Text excerpt:
Experts in financial fraud have identified the profile of a financial fraud victim: Male, age 55-62, married, an accredited investor (meaning they have wealth over $1 million excluding residence and mortgage and/or annual income over $200,000 individually or $300,000 including spouse in each of the last two years), have an above average understanding of financial markets and investing, previously entertained the idea of or made high risk investments and have not performed due diligence on the persons offering the investment or the investment itself. The least likely person to fall victim to financial fraud is the spouse of the individual profiled above.

In past articles, the importance of performing due diligence and diversifying investments has been stressed. If one strays from the mainstream investments that are regulated and have substantial audit and reporting requirements to alternative markets, he or she should do so with only a small portion of the total portfolio.

Given entries:
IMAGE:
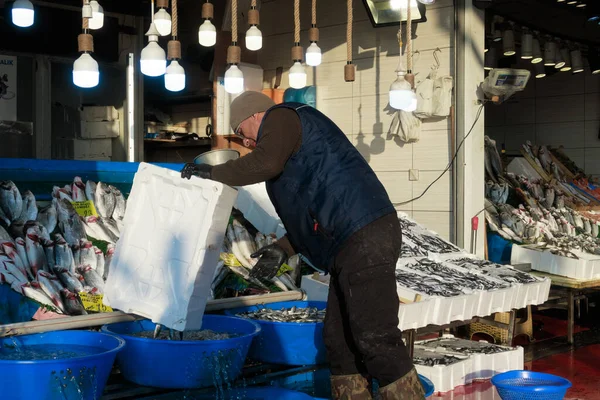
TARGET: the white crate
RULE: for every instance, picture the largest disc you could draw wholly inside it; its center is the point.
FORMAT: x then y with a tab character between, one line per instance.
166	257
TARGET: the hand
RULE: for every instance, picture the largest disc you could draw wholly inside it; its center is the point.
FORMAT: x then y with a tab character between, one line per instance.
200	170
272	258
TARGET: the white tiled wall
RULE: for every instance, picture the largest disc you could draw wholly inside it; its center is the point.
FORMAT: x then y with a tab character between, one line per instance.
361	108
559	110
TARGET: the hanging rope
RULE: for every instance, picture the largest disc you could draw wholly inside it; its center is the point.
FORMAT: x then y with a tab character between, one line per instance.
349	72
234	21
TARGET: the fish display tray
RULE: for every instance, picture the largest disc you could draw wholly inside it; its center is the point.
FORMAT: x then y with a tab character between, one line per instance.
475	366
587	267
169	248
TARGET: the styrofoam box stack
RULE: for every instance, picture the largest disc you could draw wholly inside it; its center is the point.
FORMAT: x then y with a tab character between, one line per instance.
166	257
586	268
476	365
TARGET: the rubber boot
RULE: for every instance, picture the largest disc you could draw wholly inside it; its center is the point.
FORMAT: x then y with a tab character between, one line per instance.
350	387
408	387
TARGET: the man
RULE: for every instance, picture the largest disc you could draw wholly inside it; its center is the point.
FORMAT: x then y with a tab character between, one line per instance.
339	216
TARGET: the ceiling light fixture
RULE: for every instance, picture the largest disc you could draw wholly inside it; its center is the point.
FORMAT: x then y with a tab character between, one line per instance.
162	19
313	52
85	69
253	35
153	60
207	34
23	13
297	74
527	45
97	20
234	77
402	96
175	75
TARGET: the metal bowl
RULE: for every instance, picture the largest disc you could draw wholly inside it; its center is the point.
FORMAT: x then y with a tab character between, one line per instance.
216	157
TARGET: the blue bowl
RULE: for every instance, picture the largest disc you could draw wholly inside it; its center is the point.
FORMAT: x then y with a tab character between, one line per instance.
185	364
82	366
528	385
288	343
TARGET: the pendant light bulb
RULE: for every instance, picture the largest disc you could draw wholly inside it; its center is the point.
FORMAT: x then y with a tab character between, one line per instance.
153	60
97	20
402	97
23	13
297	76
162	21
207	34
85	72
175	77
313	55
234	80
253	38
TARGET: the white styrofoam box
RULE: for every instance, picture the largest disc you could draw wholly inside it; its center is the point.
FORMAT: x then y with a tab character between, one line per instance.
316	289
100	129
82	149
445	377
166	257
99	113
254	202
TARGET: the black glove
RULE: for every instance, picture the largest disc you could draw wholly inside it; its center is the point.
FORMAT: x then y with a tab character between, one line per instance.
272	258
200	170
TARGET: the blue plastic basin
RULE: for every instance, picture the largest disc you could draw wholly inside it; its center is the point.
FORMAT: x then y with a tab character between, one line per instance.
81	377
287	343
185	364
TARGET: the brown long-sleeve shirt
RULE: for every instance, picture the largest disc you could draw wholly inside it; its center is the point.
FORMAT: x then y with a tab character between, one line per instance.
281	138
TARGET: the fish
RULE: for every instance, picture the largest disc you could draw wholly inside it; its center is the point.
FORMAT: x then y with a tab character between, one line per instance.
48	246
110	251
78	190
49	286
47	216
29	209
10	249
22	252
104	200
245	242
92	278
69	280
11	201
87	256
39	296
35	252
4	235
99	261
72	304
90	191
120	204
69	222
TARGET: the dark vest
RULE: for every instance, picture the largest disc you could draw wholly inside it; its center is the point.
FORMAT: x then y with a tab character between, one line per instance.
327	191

---

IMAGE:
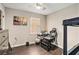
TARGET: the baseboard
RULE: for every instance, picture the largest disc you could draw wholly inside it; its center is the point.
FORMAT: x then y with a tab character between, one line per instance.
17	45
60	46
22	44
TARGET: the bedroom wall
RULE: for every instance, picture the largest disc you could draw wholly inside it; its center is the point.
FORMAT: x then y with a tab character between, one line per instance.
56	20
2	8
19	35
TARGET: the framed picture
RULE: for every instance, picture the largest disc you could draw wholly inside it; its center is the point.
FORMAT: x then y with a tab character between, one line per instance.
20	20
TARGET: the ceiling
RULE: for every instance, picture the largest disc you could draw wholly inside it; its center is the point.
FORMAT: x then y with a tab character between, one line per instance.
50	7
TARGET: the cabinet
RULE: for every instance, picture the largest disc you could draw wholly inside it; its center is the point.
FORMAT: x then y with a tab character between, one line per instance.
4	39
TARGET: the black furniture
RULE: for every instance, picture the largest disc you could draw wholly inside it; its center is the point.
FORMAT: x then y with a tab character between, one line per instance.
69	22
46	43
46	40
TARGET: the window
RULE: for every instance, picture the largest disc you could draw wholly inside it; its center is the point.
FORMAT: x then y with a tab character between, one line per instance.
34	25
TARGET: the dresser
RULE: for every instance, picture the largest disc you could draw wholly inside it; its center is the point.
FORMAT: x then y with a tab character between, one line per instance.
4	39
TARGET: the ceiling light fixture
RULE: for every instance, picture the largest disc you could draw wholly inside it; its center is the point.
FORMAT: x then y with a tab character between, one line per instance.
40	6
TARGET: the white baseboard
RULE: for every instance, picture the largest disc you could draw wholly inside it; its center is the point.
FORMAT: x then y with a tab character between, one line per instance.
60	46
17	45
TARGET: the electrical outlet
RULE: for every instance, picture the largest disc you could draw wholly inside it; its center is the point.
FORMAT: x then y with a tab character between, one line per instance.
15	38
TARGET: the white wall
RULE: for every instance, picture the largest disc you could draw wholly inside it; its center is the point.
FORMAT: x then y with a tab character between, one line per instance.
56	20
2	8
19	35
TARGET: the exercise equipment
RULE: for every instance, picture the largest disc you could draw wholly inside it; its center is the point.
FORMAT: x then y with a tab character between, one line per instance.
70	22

Set tasks:
**A.** Translate this sentence from the passage on financial fraud into Spanish: "The least likely person to fall victim to financial fraud is the spouse of the individual profiled above."
**B.** Quote the passage on financial fraud word for word from "In past articles, the" up to and including "the total portfolio.".

Answers to the problems:
**A.** La persona con menos probabilidades de ser víctima de un fraude financiero es el cónyuge de la persona cuyo perfil se describe arriba.

**B.**
In past articles, the importance of performing due diligence and diversifying investments has been stressed. If one strays from the mainstream investments that are regulated and have substantial audit and reporting requirements to alternative markets, he or she should do so with only a small portion of the total portfolio.